The request: Count the lines in the listing below that contain the string "head" with matching case, and reply with the number alone.
# Start of Listed records
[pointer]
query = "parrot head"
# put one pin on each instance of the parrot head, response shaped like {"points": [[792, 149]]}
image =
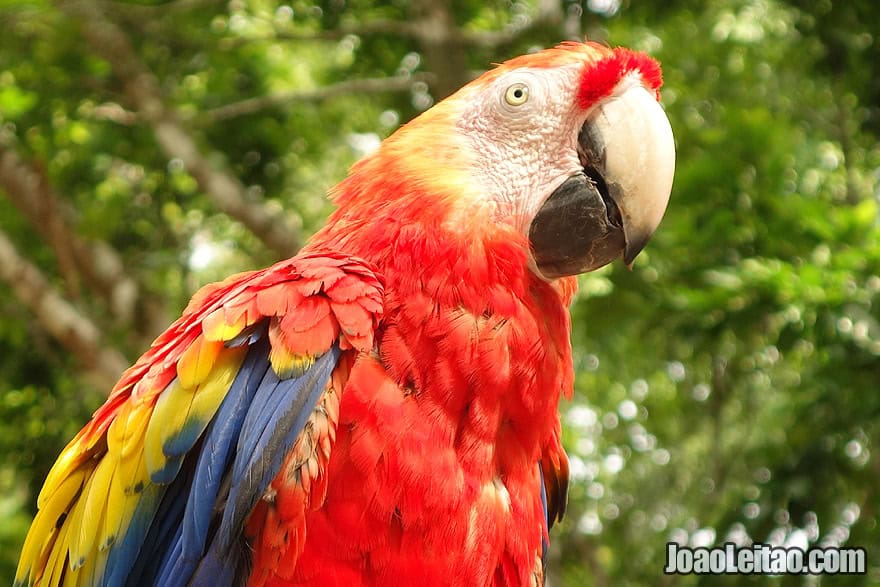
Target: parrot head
{"points": [[567, 149]]}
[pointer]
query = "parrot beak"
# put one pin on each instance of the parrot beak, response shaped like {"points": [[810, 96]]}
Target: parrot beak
{"points": [[614, 205]]}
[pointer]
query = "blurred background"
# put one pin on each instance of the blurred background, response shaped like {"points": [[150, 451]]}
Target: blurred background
{"points": [[728, 388]]}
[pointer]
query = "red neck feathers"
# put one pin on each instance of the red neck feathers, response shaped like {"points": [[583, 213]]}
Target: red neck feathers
{"points": [[469, 329]]}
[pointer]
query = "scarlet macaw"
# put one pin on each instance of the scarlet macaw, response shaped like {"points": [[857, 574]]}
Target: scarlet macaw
{"points": [[382, 407]]}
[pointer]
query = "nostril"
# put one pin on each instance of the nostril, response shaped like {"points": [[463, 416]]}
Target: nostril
{"points": [[611, 208]]}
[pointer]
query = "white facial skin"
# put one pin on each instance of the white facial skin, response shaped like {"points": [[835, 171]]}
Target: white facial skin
{"points": [[525, 138], [522, 132]]}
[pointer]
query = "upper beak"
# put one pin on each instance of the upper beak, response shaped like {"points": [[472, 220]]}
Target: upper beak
{"points": [[615, 204]]}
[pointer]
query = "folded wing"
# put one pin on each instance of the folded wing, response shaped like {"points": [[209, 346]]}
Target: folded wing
{"points": [[212, 447]]}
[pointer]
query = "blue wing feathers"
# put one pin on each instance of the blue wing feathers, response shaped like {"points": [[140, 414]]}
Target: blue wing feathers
{"points": [[281, 409], [177, 536]]}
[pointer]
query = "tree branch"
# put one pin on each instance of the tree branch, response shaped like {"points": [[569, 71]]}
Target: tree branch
{"points": [[357, 86], [98, 263], [63, 321], [142, 89]]}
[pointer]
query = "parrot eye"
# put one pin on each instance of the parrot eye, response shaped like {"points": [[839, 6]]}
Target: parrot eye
{"points": [[517, 94]]}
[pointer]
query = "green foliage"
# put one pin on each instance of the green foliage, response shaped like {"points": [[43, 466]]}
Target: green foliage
{"points": [[726, 387]]}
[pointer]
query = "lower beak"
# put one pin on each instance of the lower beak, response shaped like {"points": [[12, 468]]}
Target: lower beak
{"points": [[615, 203]]}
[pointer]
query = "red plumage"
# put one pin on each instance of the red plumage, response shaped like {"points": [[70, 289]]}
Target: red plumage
{"points": [[420, 455]]}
# End of Listed records
Worked solution: 3